◆ TEXT PASSAGE:

────────────────────────────────────────

Sunday, November 28, 2021

Can we take welcome at face value?

Matt Brittin, the President of Google EMEA, has some warm words for the EU Commission's efforts to regulate political advertising.

We share the Commission's goal of increasing the harmonization of Europe’s transparency rules for political advertising and we support today’s introduction of legislation. ... The Commission’s proposal is an important and welcome step.

Karolina Iwańska of the Panoptykon Foundation interprets this as a bad sign for the proposal.

However there are other possible interpretations of Google's position.

The first is a cynical one. It is not uncommon for organizations lobbying against regulation to loudly affirm their support for the general principle, while working behind the scenes to water down any concrete measures. Mr Brittin notes that this is a complex field, requiring a balance ..., and although such words could be based on a sincere desire to improve the proposals, they are also consistent with the cynical interpretation.

────────────────────────────────────────

◆ WHAT YOU WILL DO:
• 1. Name every person and organization that the post about Google and the EU political advertising proposal mentions.
• 2. Extend the post about Google and the EU political advertising proposal, picking up right after its last sentence.

────────────────────────────────────────

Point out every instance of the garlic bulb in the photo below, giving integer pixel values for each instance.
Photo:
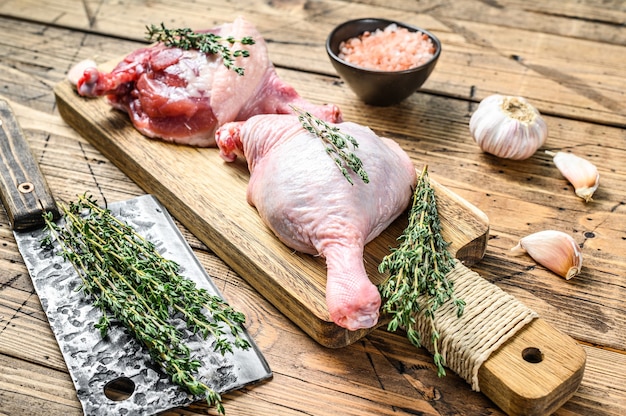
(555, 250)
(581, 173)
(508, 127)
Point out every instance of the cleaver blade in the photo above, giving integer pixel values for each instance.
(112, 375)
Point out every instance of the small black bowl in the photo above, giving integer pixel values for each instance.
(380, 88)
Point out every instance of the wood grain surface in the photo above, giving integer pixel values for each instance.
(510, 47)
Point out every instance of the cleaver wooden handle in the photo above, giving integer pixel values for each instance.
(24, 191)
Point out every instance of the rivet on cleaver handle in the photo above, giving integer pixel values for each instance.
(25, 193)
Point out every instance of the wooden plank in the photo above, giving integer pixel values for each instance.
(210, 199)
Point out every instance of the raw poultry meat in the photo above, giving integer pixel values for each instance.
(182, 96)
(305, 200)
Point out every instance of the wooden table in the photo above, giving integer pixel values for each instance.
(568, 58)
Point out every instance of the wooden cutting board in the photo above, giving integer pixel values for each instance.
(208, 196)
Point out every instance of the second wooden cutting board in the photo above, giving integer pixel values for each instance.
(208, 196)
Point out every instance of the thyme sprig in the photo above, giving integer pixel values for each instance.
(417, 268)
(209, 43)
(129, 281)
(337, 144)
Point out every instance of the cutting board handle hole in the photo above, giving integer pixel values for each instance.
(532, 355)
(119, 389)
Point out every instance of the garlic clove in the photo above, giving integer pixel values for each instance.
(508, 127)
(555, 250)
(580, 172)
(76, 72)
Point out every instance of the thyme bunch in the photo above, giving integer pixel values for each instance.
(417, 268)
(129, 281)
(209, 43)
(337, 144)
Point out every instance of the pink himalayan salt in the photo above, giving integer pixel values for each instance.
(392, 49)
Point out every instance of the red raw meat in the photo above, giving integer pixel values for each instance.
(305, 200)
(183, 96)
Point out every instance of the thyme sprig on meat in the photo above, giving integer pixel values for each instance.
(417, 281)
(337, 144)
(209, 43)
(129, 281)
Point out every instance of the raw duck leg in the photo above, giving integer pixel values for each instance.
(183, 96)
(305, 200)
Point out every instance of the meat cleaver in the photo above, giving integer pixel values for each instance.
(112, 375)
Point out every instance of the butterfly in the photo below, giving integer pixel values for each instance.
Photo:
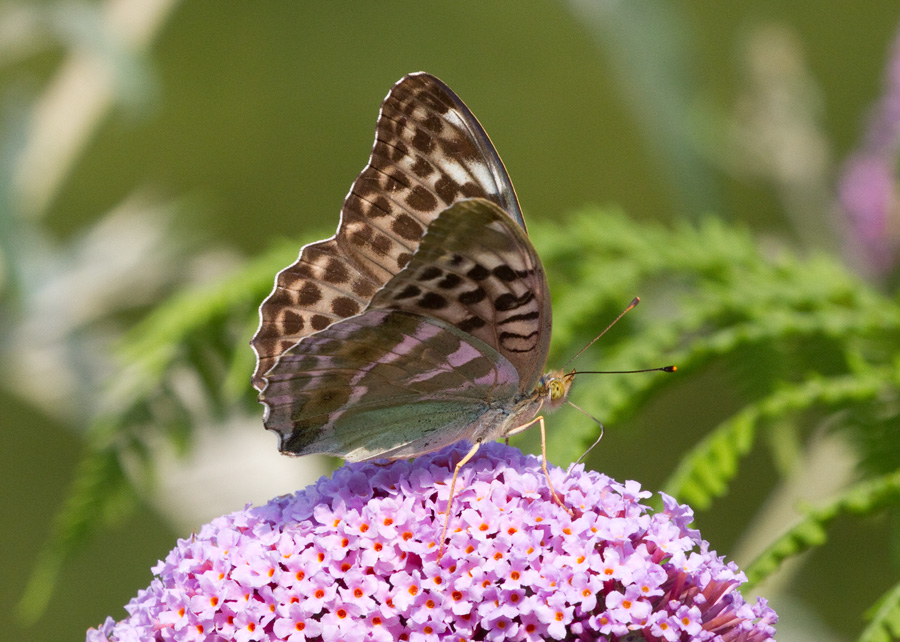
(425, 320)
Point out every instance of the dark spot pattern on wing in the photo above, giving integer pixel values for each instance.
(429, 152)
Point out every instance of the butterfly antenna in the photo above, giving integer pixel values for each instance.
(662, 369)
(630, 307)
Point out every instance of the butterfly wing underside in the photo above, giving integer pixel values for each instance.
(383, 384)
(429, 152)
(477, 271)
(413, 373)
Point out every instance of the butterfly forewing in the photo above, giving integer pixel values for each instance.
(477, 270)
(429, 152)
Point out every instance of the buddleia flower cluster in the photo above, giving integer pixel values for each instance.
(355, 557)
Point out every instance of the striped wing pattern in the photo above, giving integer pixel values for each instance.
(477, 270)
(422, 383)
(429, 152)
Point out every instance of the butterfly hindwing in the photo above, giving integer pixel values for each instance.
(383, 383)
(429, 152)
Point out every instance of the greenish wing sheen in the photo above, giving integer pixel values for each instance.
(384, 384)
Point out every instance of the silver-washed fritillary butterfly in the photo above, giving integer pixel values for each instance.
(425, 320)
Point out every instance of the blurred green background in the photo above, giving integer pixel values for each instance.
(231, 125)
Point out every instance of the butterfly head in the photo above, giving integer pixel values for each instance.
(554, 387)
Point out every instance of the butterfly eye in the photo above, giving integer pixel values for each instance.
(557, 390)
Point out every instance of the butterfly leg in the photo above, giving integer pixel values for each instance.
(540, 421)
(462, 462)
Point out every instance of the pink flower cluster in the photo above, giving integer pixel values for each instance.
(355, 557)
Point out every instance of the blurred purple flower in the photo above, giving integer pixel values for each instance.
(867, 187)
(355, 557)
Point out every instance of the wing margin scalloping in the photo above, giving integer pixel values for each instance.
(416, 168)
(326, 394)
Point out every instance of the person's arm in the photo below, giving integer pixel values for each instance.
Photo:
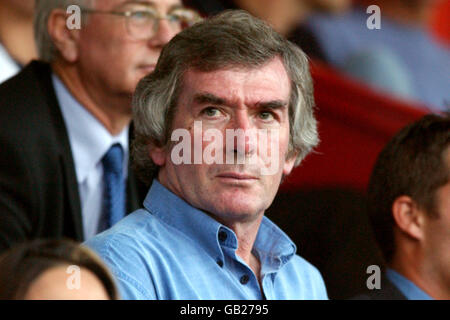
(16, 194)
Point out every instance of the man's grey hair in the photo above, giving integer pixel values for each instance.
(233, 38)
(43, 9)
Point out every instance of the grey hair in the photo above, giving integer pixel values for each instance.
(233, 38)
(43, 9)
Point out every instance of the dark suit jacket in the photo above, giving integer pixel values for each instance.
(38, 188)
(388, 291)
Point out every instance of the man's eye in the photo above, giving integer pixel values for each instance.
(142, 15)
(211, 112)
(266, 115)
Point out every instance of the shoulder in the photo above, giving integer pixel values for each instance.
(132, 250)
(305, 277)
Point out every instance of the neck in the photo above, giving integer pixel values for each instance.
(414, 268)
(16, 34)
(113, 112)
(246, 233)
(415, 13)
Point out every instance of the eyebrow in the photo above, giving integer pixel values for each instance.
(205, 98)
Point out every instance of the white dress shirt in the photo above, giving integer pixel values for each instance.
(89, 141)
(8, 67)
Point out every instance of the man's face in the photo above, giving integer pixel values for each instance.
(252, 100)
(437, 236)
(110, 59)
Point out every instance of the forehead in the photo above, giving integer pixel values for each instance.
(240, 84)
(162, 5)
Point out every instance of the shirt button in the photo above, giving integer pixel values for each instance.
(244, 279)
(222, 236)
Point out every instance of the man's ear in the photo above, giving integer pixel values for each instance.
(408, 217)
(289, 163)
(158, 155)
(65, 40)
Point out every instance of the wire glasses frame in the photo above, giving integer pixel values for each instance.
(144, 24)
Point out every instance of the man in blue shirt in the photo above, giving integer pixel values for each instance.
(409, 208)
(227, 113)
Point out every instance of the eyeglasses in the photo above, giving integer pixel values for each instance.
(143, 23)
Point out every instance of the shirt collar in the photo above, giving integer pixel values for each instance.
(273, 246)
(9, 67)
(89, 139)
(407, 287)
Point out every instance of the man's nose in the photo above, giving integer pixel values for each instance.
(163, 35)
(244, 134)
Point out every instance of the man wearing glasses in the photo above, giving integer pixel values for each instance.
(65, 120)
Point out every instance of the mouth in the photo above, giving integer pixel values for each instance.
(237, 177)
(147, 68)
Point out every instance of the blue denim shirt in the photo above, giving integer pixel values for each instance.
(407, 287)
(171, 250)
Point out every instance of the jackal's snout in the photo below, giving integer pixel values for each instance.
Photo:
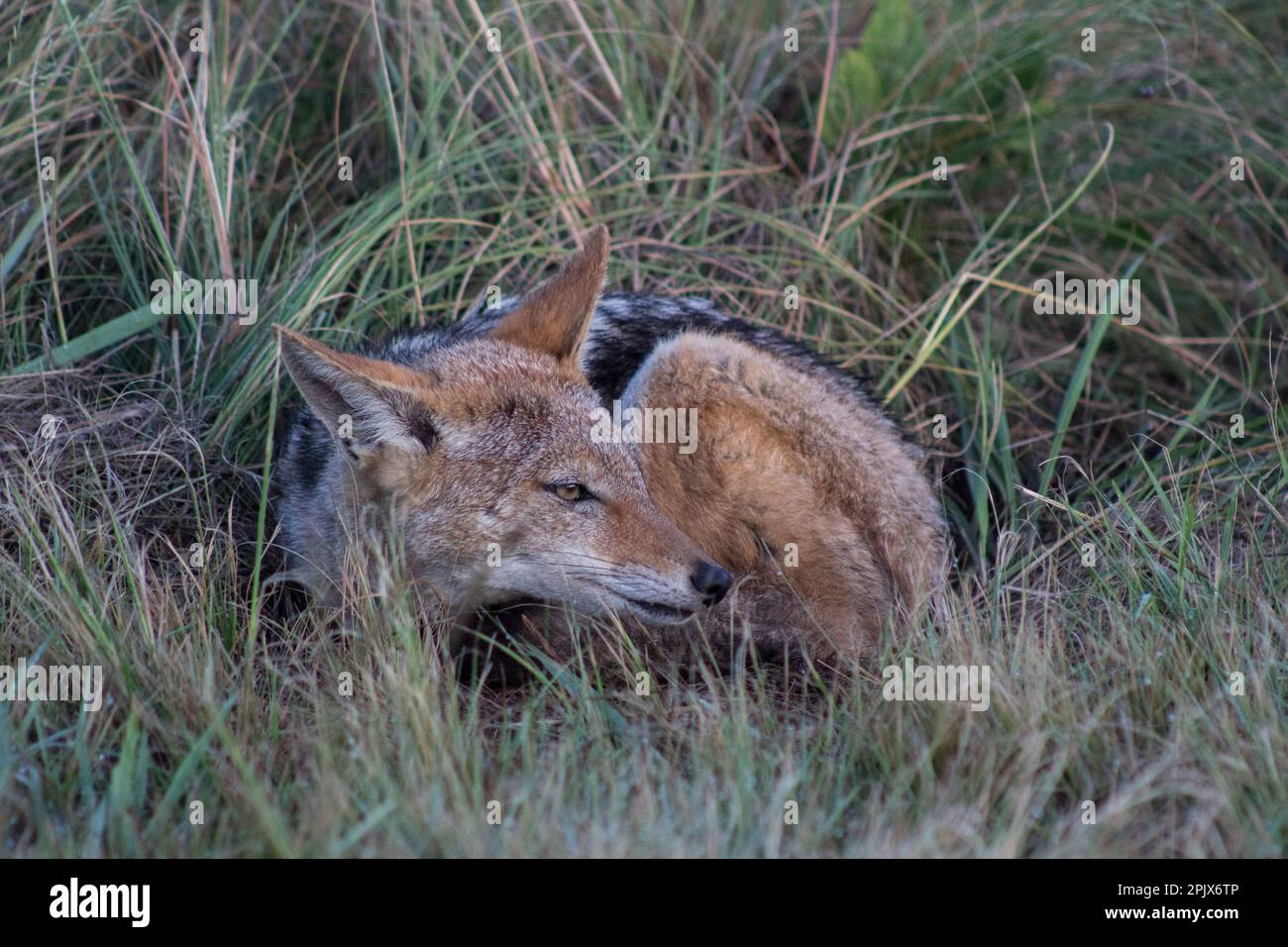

────────────────────────────────────────

◆ RESULTS FOR EACH TASK:
• 1. Matt Brittin, Google (Google EMEA), the EU Commission, Karolina Iwańska, the Panoptykon Foundation

• 2.
But there is another interpretation. However much large companies complain about regulation, they are also aware that regulation serves as a source of competitive advantage for them, since large established companies can absorb the costs of compliance more easily than small players. (In the banking sector for example, this effect was expected to increase polarization between larger and smaller players. And in October 2012 I noted the irony that legislation prompted by bad behaviour by large companies can be more burdensome for small companies than for larger companies.) It also establishes barriers to entry, giving them another layer of protection against anything that might fundamentally disrupt their business model.

Large companies often work behind the scenes to influence the shape of emerging regulation in their favour, and Google is clearly signalling its willingness to appear helpful.

Chapter Four of Shoshana Zuboff's book, which is entitled The Moat Around the Castle, details a broad combination of rhetoric and lobbying carried out by Google and its executives to establish Google's freedom from government regulation. However, this doesn't rule out the possibility that Google now takes a more nuanced position, particularly as much of the public and political attention is currently directed at Facebook rather than themselves.

Welcome back my friends, to the show that never ends ...


Matt Brittin, New EU political ads law is a step in the right direction (Google, 25 November 2021)

Update: See also Interview with Matt Brittin on Channel Four News (2 December 2022)

Natasha Lomas, Report reveals Big Tech’s last minute lobbying to weaken EU rules (TechCrunch, 22 April 2022)

Jane Merriman, Big banks winners from new contingent capital move (Reuters, 27 August 2010)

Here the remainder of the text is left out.